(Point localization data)
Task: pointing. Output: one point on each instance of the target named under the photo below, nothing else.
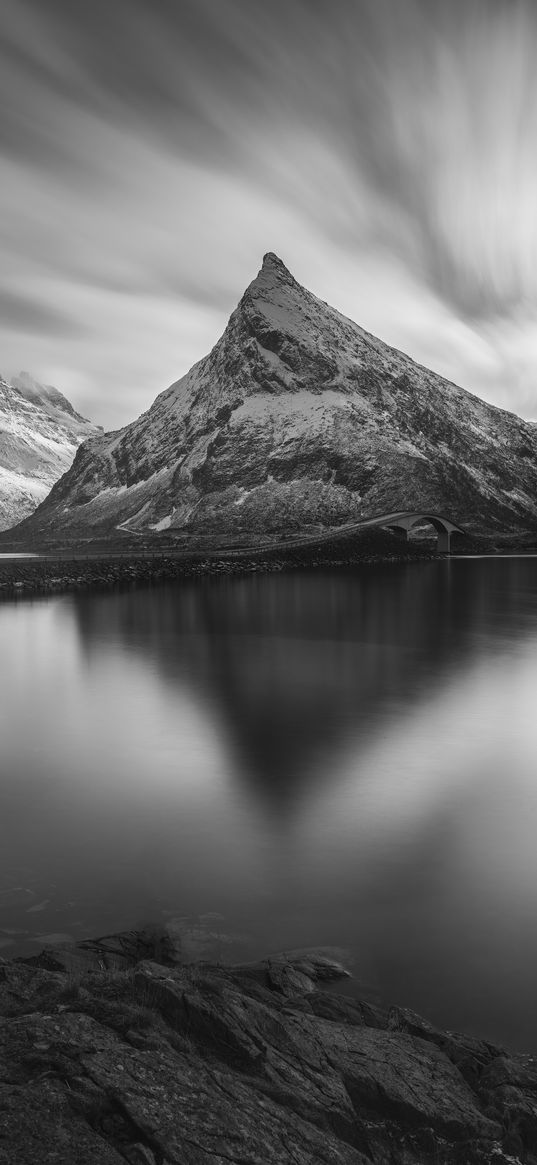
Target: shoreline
(83, 571)
(118, 1050)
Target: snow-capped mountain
(40, 433)
(298, 419)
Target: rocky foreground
(117, 1051)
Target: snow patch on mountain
(298, 419)
(40, 433)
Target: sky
(153, 150)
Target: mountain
(46, 395)
(298, 419)
(40, 432)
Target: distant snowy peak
(46, 395)
(40, 432)
(297, 419)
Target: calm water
(344, 758)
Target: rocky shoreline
(85, 569)
(117, 1050)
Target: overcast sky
(152, 152)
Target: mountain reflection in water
(324, 758)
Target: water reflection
(344, 758)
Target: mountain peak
(271, 274)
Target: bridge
(404, 521)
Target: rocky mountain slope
(298, 419)
(40, 432)
(119, 1050)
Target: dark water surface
(343, 758)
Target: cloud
(26, 315)
(153, 153)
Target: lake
(320, 758)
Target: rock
(297, 421)
(163, 1063)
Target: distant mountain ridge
(40, 432)
(298, 419)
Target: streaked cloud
(152, 152)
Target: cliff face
(40, 432)
(299, 419)
(119, 1051)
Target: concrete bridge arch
(405, 520)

**Assigned task:** Could you retype exactly the lines from the one containing "Target: rocky mountain slope" through the final line of the data above, and no others?

**Output of the task:**
Target: rocky mountain slope
(298, 419)
(40, 432)
(119, 1050)
Target: dark water surface
(343, 758)
Target: cloud
(26, 315)
(153, 153)
Target: lake
(320, 758)
Target: rock
(297, 421)
(163, 1063)
Target: distant mountain ridge
(40, 432)
(298, 419)
Target: streaked cloud
(152, 152)
Target: cliff face
(40, 432)
(299, 419)
(119, 1051)
Target: concrete bridge arch
(405, 520)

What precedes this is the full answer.